#### Page
____________
Here, then, are the things that can hurt believers. The first one the apostle takes up is what we shall call Empty Ritualism.
"Therefore do not let anyone judge you by what you eat or drink, or with regard to a religious festival, a New Moon celebration or a Sabbath day. These are a shadow of the things that were to come; the reality, however, is found in Christ." (Colossians 2:16)
Food restrictions, special diets, observance of special ceremonies and days obviously arose out of Jewish practices. God gave them many of these ceremonies in the Old Testament as shadows, pictures. The problem was that people were performing these rituals mechanically, simply going through the motions. That, Paul says, can destroy the true vitality of faith. These particular religious ceremonies were rituals concerning the year, the month and the week. The "New Moon" was a monthly observance, and the "Sabbath Day," of course, came every week.
We find a parallel to these observances today whenever people place a special value on religious performance. It has not been very long since the Catholic church relented on its restriction against eating meat on Fridays. That was an example of a diet restriction, designed to impart a religious value to life. Many Protestants give up pleasurable activities during Lent, the forty-day period preceding Easter, because they think that will improve their relationship with God. Others seek to do that by wearing special clothing or a uniform. Many Jews keep a kosher kitchen although many of them do not even know why. When my wife asked a Jewish woman in our neighborhood why she kept a kosher kitchen she replied, "I don't know. It is just part of our religion." It was something she felt she had to do, alth ough she could see no value in it.
____________
#### Directive 1
In the passage on empty ritualism, how often was the "New Moon" observed?
#### Directive 2
Output the passage on empty ritualism from "We find a parallel" to "value in it.".
#### Directive 3
Render this sentence from the passage on empty ritualism in Spanish: "That, Paul says, can destroy the true vitality of faith."
____________
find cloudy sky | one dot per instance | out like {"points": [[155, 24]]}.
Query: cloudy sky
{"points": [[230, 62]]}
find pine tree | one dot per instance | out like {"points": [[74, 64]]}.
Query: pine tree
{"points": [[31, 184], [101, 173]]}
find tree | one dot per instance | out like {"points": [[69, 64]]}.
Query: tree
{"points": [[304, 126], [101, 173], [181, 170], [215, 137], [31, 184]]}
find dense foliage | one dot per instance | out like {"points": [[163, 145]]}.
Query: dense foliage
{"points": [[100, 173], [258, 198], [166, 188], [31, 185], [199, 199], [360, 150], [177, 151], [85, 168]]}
____________
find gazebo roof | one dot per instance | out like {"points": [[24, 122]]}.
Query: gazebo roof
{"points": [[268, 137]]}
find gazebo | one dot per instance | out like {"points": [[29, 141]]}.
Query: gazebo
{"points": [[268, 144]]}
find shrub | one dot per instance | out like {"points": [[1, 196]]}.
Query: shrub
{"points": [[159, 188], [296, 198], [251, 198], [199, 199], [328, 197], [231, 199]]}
____________
#### Right answer 1
Monthly.

#### Right answer 2
We find a parallel to these observances today whenever people place a special value on religious performance. It has not been very long since the Catholic church relented on its restriction against eating meat on Fridays. That was an example of a diet restriction, designed to impart a religious value to life. Many Protestants give up pleasurable activities during Lent, the forty-day period preceding Easter, because they think that will improve their relationship with God. Others seek to do that by wearing special clothing or a uniform. Many Jews keep a kosher kitchen although many of them do not even know why. When my wife asked a Jewish woman in our neighborhood why she kept a kosher kitchen she replied, "I don't know. It is just part of our religion." It was something she felt she had to do, alth ough she could see no value in it.

#### Right answer 3
Eso, dice Pablo, puede destruir la verdadera vitalidad de la fe.